Cuando me toco el turno a mí, apreté tan fuerte el banano que lo estaba estripando, no quería que los 20 se me fueran arrebatados por unos pequeños animales que fácilmente cabrían en un brazo. Se abalanzaron sobre mí unos 10 micos tratando con todas sus fuerzas que yo los dejara comer, ya que como tenía tan apretada la fruta no estaban pudiendo comer, así que lentamente fui abriendo un poco mi mano para dejarles comer un poco más de lo que ya habían logrado. En mi afán por mantener el banano lo único que conseguí fue un mordisco en mi dedo índice, seguido por la pérdida de los $20000 en las manos de uno de estos extravagantes  animales.
Una chica Norteamericana (Sarah) que nos acompañaba en esta aventura le toco el turno, ella gritaba tal vez de la emoción o tal vez por los pellizcos que le daban, era una mezcla de felicidad y temor la que nos tomaba a todos; reíamos de ver a los pequeñines saltar sobre nosotros, y reímos aún más, cuando terminado el turno de Sarah nos comento que la habían cagado. Un olor fétido se levanto inmediatamente aumentando nuestras risas.
El Che (Guillermo) sonreía y gritaba que él quería otro banano, que le tomáramos mas fotos  con los  “bichos” (en acento argentino), a lo cual nosotros mientras reíamos sacábamos más y más fotos. Terminado nuestro corto alimento para los “bichos” nos dirigimos a la recepción, donde nos esperaba un rico jugo de maracuyá helado y muchos indígenas ofreciéndonos sus artesanías.

Santiago Giraldo Diaz

martes, 1 de febrero de 2011

Comunidad Indigena Huitoto Yagua.



Aromas de distantes jardines
Gritos remotos
Notas de una canción
Dicha en otra lengua

El viento con su sonora presencia
Hace más vasta la noche.
José Manuel Arango (Poema IV, Este lugar de la noche)

A dos horas de Leticia por el gran rio, presenciando la grandeza de los delfines rosados que danzan a nuestro lado e imaginando la cantidad de animales que se encuentran bajo nosotros; nos dirigimos hacia una comunidad  indígena creada por los europeos, una comunidad robada de su tierra para ocupar un espacio que no les pertenecía, un lugar selvático que necesitaba ser explotado. Fue allí, en esta comunidad habitada en sus principios por peruanos que ahora son nativos colombianos, donde se dirigía nuestra aventura.

■ ■ ■ ■ ■

- [TAREAS POR REALIZAR]:
a: En el relato de viaje, ¿qué encontró el grupo en la recepción después de alimentar a los "bichos"?
b: Prosigue el relato de viaje a partir de su última oración.
Las filas son material aparte y no tienen relación con el relato de viaje.

[Filas de un conjunto de etiquetado de puntos]
■ ■ ■ ■ ■

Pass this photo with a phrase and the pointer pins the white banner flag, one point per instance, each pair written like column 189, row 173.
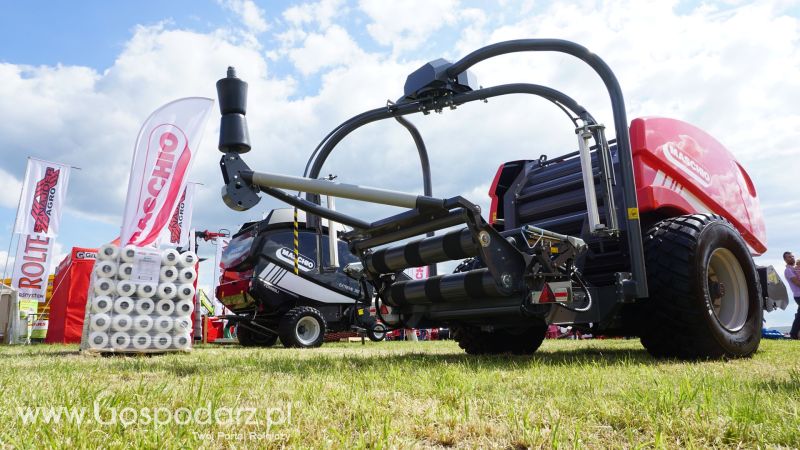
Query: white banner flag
column 42, row 198
column 222, row 244
column 177, row 232
column 162, row 158
column 32, row 266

■ ■ ■ ■ ■

- [RESULTADOS POR TAREA]:
a: Un rico jugo de maracuyá helado y muchos indígenas que les ofrecían sus artesanías.

b:
Después del viaje por el gran rio, nos desviamos un poco por alguno de los tantos afluentes que este tiene, llegamos a un puerto olvidado. Unas escaleras en cemento nos recibieron seguidas de una gran plataforma que iba por encima del rio a unos 5 metros del agua.  Nos inquietamos en saber porque estaba esta plataforma tan alejada del agua. Ellos en un afán por mostrarnos su mundo y sus costumbres, nos explicaron que en  esta época del año, el rio estaba bajo, más cuando el rio se comenzaba a inundar, a crecer, la plataforma era de gran utilidad. Así que después de caminar 500 metros y entender la función que podía alcanzar a tener esta construcción de cemento en medio del rio, vimos las primeras casas de esta comunidad. Casas consumidas por la humedad del rio, olvidadas por un estado que allí sólo llegaba para cobrar las cuentas de luz y de agua.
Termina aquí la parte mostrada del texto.